INSTRUCTIONS TO FOLLOW
Update the lines below by changing each "cloud" to "white cloud" and keeping everything else as it is. Leave the pictures out of your answer.
>> start PROVIDED MATERIAL
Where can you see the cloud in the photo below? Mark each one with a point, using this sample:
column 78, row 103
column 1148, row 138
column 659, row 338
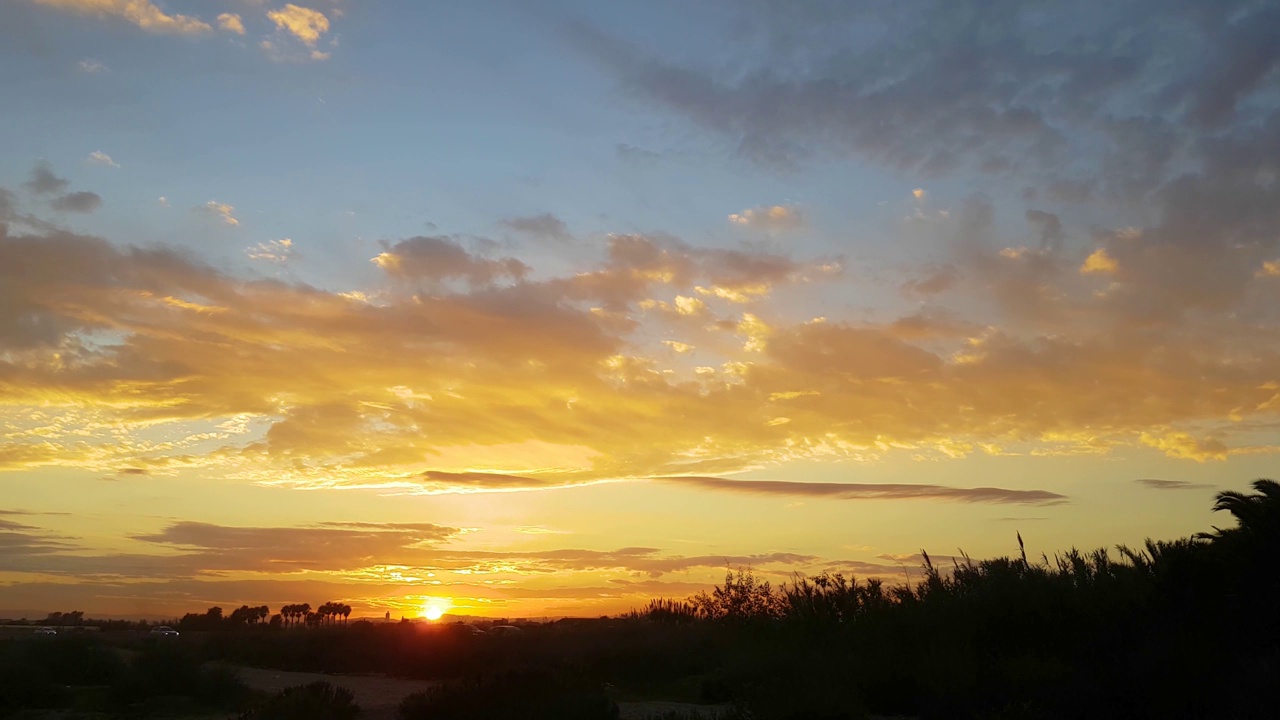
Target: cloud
column 99, row 158
column 92, row 67
column 986, row 90
column 1171, row 484
column 439, row 259
column 142, row 13
column 302, row 23
column 44, row 181
column 540, row 227
column 272, row 251
column 223, row 212
column 775, row 218
column 1183, row 445
column 231, row 22
column 77, row 203
column 1098, row 261
column 873, row 491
>> end PROVIDED MATERIAL
SOLUTION FOR THIS EXERCISE
Where can you see the white cloud in the photo below? Mark each one with a point, using this sample:
column 78, row 103
column 1148, row 138
column 659, row 338
Target: white cloud
column 99, row 158
column 92, row 67
column 986, row 90
column 1171, row 484
column 439, row 259
column 142, row 13
column 302, row 23
column 44, row 181
column 540, row 227
column 272, row 251
column 223, row 212
column 775, row 218
column 1183, row 445
column 231, row 22
column 77, row 203
column 1098, row 261
column 873, row 491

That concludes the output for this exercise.